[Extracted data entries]
++++++++++
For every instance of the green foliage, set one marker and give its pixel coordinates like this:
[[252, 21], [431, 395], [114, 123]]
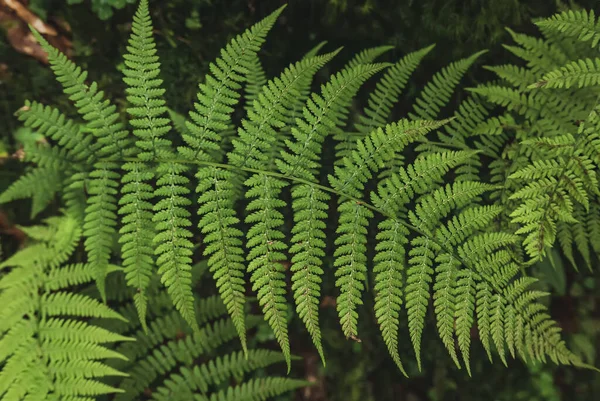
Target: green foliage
[[445, 233], [551, 174], [49, 349]]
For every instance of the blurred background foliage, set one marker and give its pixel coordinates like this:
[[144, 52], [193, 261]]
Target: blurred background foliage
[[189, 35]]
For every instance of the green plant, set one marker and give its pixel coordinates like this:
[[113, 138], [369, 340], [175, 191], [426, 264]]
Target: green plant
[[266, 189], [547, 144]]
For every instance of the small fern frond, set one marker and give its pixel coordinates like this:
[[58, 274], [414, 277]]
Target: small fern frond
[[367, 56], [218, 94], [327, 110], [102, 118], [387, 91], [438, 91], [223, 241], [43, 354], [580, 24], [583, 73], [371, 155]]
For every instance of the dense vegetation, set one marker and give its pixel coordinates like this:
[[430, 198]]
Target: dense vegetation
[[170, 250]]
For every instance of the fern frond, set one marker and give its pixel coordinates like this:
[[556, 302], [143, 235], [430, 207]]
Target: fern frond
[[367, 56], [437, 92], [387, 90], [43, 354], [380, 102], [41, 184], [308, 201], [102, 118], [148, 111], [218, 94], [371, 155], [580, 24], [223, 241], [583, 73], [50, 122]]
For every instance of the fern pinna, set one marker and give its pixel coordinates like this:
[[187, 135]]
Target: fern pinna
[[550, 175], [441, 232]]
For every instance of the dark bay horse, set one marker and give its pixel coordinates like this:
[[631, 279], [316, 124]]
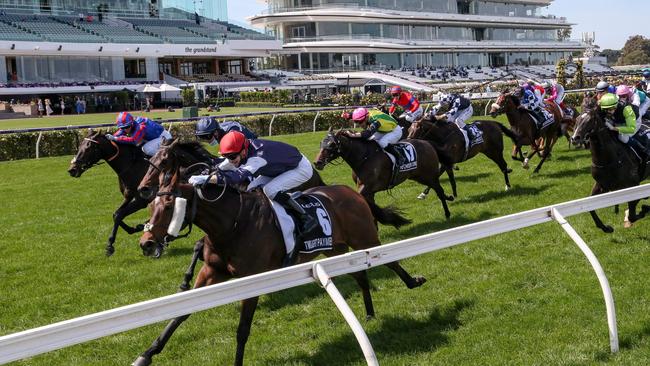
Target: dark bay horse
[[450, 143], [374, 170], [525, 128], [130, 165], [613, 165], [245, 240]]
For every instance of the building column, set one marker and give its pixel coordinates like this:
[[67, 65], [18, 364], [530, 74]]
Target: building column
[[151, 67], [3, 69], [118, 68]]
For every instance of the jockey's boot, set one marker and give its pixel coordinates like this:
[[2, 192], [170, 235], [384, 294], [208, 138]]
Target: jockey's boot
[[399, 161], [639, 147], [307, 222]]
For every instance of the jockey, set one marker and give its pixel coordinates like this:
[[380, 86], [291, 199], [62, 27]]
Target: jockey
[[602, 88], [208, 129], [409, 103], [640, 99], [620, 117], [275, 166], [379, 127], [460, 109], [139, 131], [555, 94], [646, 79], [531, 102]]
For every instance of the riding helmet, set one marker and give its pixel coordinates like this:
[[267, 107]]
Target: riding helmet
[[359, 114], [602, 86], [233, 142], [608, 101], [124, 120]]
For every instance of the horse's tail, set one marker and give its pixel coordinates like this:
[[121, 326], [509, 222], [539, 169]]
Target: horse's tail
[[508, 132], [388, 215]]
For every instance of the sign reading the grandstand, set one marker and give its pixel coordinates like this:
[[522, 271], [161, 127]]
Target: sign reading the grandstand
[[196, 50]]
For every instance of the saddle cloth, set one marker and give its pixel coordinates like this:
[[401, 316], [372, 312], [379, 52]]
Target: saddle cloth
++++++++++
### [REQUIREMENTS]
Reproduce the records word for word, starting at the line that contains "For every instance of the dark" and stopping at the end of the records. Leave the pictures out.

### [RIGHT ANSWER]
For every instance of the dark bay horse, set one marker and give its pixel coordinates like this:
[[631, 279], [316, 124]]
Target: dark bay horse
[[450, 143], [374, 170], [525, 128], [130, 165], [613, 165], [245, 240]]
For every instance of the building column, set one marker and give its pixel coordinates like this:
[[67, 65], [18, 364], [530, 74]]
Target: building column
[[151, 67], [3, 69], [118, 68]]
For every instance of the jockey's boot, set one marker and give its pixel coordinates like this:
[[2, 192], [170, 235], [384, 294], [208, 138]]
Target: jockey's boot
[[399, 161], [639, 147], [307, 222]]
For every instance of the jockey, set one marker and give its pixel coordinates like this:
[[380, 86], [291, 199], [62, 27]]
Target: jockey
[[602, 88], [208, 129], [409, 103], [640, 99], [620, 117], [275, 166], [379, 127], [460, 109], [139, 131], [555, 94], [646, 79], [531, 102]]
For every instance of the riding helmet, set one marker and give its pixel coordinates like this:
[[267, 107]]
Target: riding helmet
[[359, 114], [602, 86], [233, 142], [608, 101], [124, 120]]
For every instance of the horse's tail, set one marker and give its pixel coordinates like this:
[[121, 326], [509, 222], [539, 169]]
Target: horse's tail
[[508, 132], [388, 215]]
For every instance of the sign reading the grandstand, set one marker and give its pixel coordinates like this:
[[522, 271], [161, 127]]
Target: sign reading the grandstand
[[196, 50]]
For every instance of the saddle cloth, set one marker and give its pixel coordinates like this:
[[401, 316], [372, 312], [379, 52]]
Target: saddle cloth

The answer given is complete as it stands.